-- START OF Passage --
Okay, let's take a look at the training and test losses. It's useful to plot them against the epochs:

In [45]:
fig, ax = plt.subplots(1, 1, figsize=(8,4))

ax.plot(np.arange(epochs), train_loss_all, label="training loss")
ax.plot(np.arange(epochs), test_loss_all, label="test loss")
ax.set_xlabel("Epochs")
ax.set_ylabel("Loss")
ax.legend()

<IPython.core.display.Javascript object>

<matplotlib.legend.Legend at 0x7f7b985a66a0>

That looks like a pretty reasonable curve, with both the training and the test loss decreasing at approximately the same rate. The loss itself isn't very helpful, but thankfully, we also printed out the accuracy above, which, at 97%, is pretty good! 

Let's take a look, though, at the true positive rate and the false negative rate: so we want to know the fraction of all fours that were classified as fours, and also the fraction of fours that were classified as not-fours.

For this, we can run just one iteration of the test loop function:

In [46]:
tel = test_loop(test_loader, model, loss, optimizer)
-- END OF Passage --
-- START OF Collected data --
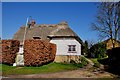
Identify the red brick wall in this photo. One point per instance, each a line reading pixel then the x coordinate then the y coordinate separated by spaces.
pixel 9 50
pixel 38 52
-- END OF Collected data --
* **Tasks for this exercise**
• A. Write out the passage on training and test losses word for word, starting at "<IPython.core.display.Javascript object>" and ending at "is pretty good!".
• B. List every quoted string literal in the plotting code of the passage on training and test losses.

* **Solved problems**
• A.
<IPython.core.display.Javascript object>

<matplotlib.legend.Legend at 0x7f7b985a66a0>

That looks like a pretty reasonable curve, with both the training and the test loss decreasing at approximately the same rate. The loss itself isn't very helpful, but thankfully, we also printed out the accuracy above, which, at 97%, is pretty good!

• B.
"training loss"
"test loss"
"Epochs"
"Loss"